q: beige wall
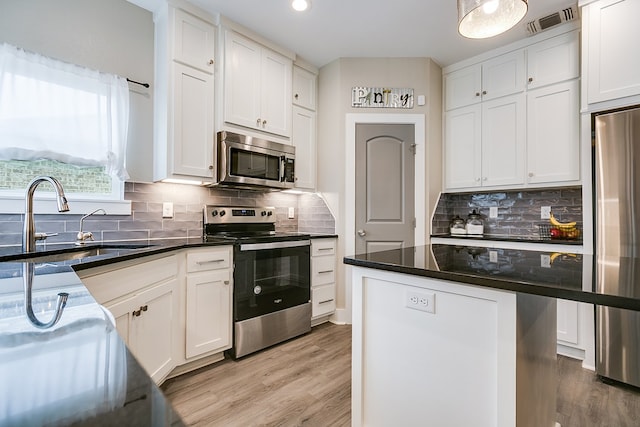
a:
[0,0,154,181]
[317,58,442,322]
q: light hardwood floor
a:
[162,323,640,427]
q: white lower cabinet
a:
[311,238,337,324]
[78,255,180,382]
[105,278,178,382]
[78,246,233,384]
[185,247,233,359]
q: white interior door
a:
[355,123,415,253]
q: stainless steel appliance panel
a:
[213,131,295,190]
[230,303,311,357]
[594,109,640,387]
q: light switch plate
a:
[162,202,173,218]
[540,206,551,219]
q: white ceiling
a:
[129,0,576,67]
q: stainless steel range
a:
[203,205,311,358]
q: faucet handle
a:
[76,231,93,245]
[34,233,58,240]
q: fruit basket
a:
[538,215,582,240]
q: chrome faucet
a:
[76,209,107,246]
[22,176,69,252]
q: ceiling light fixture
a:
[291,0,311,12]
[458,0,528,39]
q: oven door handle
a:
[240,240,311,251]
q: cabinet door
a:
[173,9,215,74]
[168,63,214,179]
[557,299,578,345]
[482,93,526,186]
[444,104,482,189]
[105,279,178,382]
[291,106,316,189]
[224,31,262,129]
[527,31,580,89]
[444,64,482,111]
[292,67,316,111]
[260,49,293,136]
[185,270,232,359]
[482,50,525,101]
[583,0,640,103]
[527,80,580,184]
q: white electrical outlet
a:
[540,254,551,268]
[540,206,551,219]
[405,291,436,313]
[162,202,173,218]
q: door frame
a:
[338,113,427,323]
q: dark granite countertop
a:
[344,244,640,311]
[431,234,582,246]
[0,238,238,426]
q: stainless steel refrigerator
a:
[594,108,640,387]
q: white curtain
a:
[0,43,129,180]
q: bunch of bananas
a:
[549,214,580,239]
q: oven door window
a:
[234,246,311,321]
[230,148,280,181]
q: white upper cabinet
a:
[444,30,580,191]
[292,66,317,111]
[582,0,640,104]
[527,31,580,89]
[224,30,293,137]
[482,51,525,101]
[291,105,316,190]
[154,6,215,182]
[444,51,525,111]
[527,79,580,184]
[173,9,215,74]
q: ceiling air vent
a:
[527,5,578,36]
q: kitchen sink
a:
[3,244,153,263]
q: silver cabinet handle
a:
[196,259,224,265]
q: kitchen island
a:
[344,244,640,427]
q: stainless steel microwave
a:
[214,131,295,190]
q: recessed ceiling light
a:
[291,0,311,12]
[458,0,528,39]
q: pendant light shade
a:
[458,0,528,39]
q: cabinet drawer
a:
[81,255,178,304]
[311,239,336,256]
[311,285,336,317]
[187,247,231,273]
[311,256,336,286]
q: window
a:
[0,44,129,211]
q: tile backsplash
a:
[0,182,335,246]
[431,187,582,239]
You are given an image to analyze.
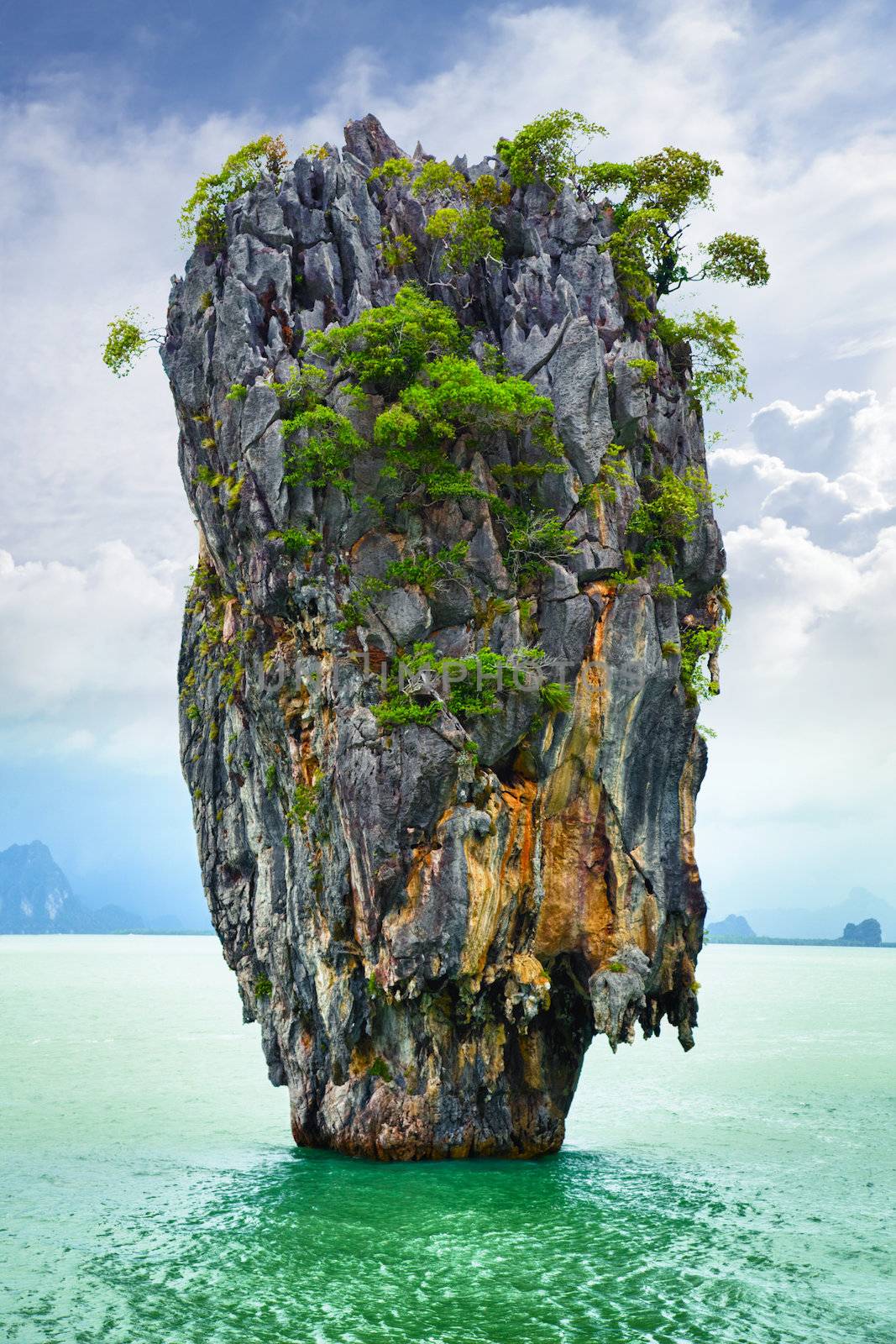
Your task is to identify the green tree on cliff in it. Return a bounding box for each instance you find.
[495,108,768,406]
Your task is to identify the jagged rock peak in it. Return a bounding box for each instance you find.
[339,112,405,168]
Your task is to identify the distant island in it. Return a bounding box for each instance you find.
[0,840,194,934]
[705,916,894,948]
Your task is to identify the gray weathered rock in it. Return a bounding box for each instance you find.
[164,117,724,1158]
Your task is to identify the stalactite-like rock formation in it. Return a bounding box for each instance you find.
[164,117,724,1158]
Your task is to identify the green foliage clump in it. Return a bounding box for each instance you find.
[426,206,504,271]
[627,359,658,383]
[280,406,365,495]
[656,307,751,410]
[179,136,287,251]
[193,459,246,509]
[652,580,690,601]
[579,444,634,508]
[497,108,768,352]
[385,542,470,596]
[277,527,324,558]
[495,108,607,191]
[629,466,721,563]
[411,160,511,271]
[380,228,417,271]
[583,145,768,318]
[102,307,163,378]
[374,643,544,727]
[538,681,574,714]
[307,285,469,395]
[367,156,414,190]
[681,627,724,706]
[497,506,579,580]
[286,781,317,825]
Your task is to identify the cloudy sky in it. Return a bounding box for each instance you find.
[0,0,896,925]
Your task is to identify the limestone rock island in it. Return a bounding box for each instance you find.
[163,116,726,1158]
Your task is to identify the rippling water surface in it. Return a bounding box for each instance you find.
[0,937,896,1344]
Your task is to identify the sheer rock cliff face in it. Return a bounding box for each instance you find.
[163,117,724,1158]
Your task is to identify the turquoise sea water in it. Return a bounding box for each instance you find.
[0,937,896,1344]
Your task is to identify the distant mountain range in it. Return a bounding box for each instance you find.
[706,887,896,942]
[0,840,145,932]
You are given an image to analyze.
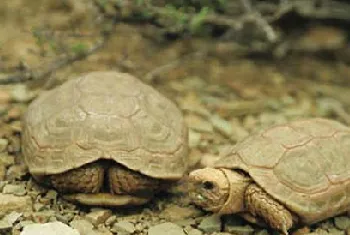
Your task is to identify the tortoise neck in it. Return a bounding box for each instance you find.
[218,169,252,214]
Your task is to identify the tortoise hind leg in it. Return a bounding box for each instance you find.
[50,163,104,193]
[108,164,160,196]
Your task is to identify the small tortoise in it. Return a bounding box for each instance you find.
[22,72,188,206]
[189,118,350,234]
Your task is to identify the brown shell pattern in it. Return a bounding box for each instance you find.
[22,72,188,179]
[215,118,350,223]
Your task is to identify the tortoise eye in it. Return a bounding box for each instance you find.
[203,181,214,190]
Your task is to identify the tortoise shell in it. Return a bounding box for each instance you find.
[215,118,350,223]
[22,72,188,179]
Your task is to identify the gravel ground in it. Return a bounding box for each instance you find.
[0,0,350,235]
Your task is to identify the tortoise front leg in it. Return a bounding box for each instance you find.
[108,164,160,197]
[50,163,104,193]
[244,184,293,234]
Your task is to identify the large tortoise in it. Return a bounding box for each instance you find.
[22,72,188,206]
[189,118,350,234]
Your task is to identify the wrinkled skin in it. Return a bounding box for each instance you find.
[35,161,169,206]
[189,168,295,234]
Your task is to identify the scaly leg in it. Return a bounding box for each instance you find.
[245,184,293,234]
[50,163,104,193]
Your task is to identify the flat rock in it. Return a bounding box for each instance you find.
[86,209,112,226]
[148,222,186,235]
[0,193,32,215]
[69,219,99,235]
[225,225,254,235]
[185,114,213,133]
[20,222,80,235]
[198,215,221,233]
[111,221,136,235]
[2,184,27,196]
[0,138,9,152]
[159,204,201,221]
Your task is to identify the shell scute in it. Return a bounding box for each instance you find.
[22,72,188,179]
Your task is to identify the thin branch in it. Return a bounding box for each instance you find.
[0,40,105,85]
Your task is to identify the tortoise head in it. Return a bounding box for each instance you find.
[189,168,250,214]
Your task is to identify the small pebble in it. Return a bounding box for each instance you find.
[20,222,80,235]
[111,221,135,235]
[198,215,221,233]
[148,222,186,235]
[2,184,27,196]
[0,138,9,152]
[86,209,112,227]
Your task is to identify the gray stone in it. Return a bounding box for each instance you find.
[334,216,350,230]
[20,222,80,235]
[3,211,22,224]
[0,138,9,152]
[225,225,254,235]
[148,222,186,235]
[0,220,12,232]
[111,221,136,235]
[198,215,221,233]
[2,184,27,196]
[0,193,32,215]
[187,228,203,235]
[11,84,32,102]
[86,209,112,227]
[69,219,98,235]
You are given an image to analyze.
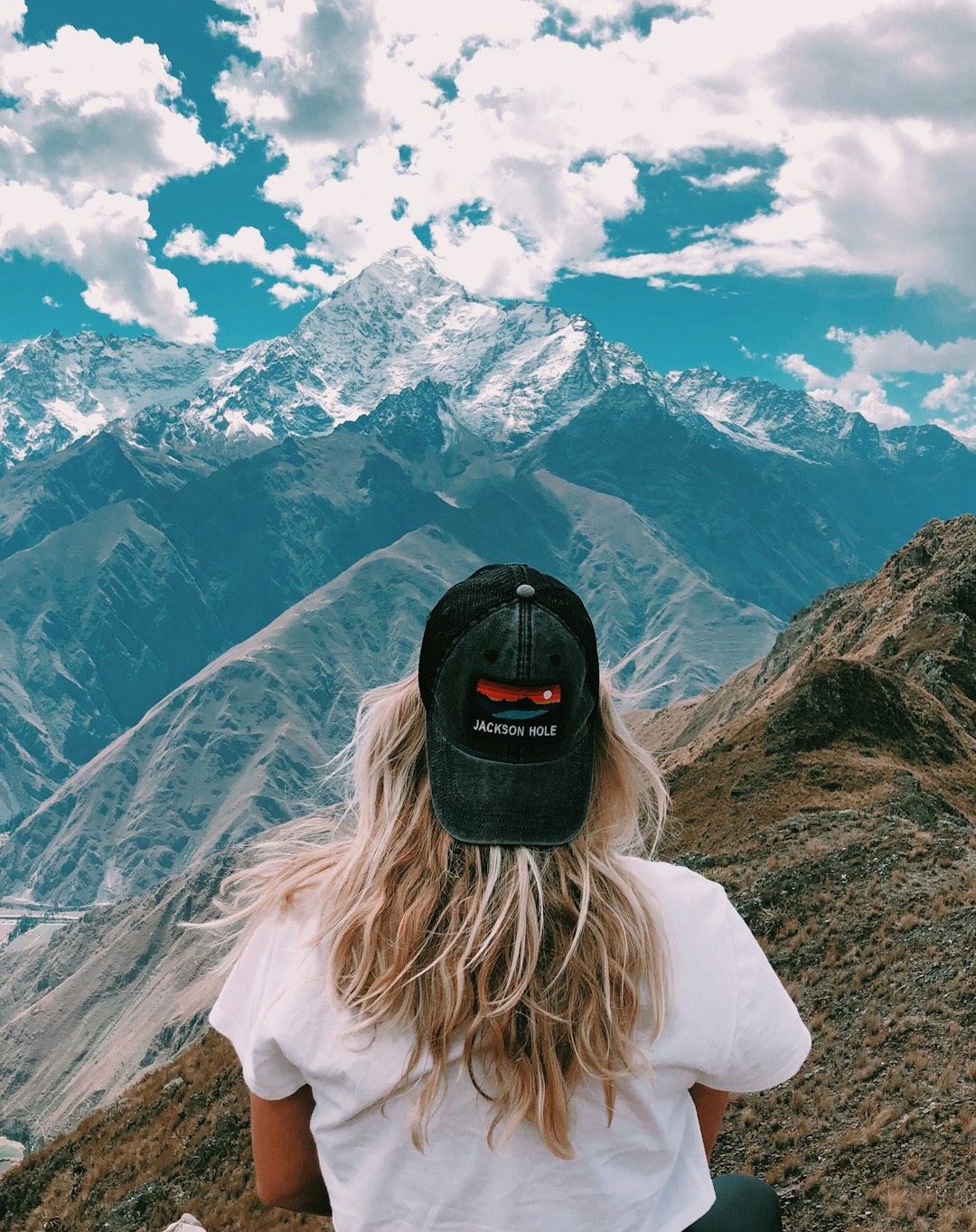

- [Aim of the exercise]: Gather every line in the entries above that contains the string "white". Letter case counts, so a capitalized form does not match.

- [Task result]:
q: white lower cabinet
q: white interior door
q: white ceiling
q: white electrical outlet
q: white curtain
q: white upper cabinet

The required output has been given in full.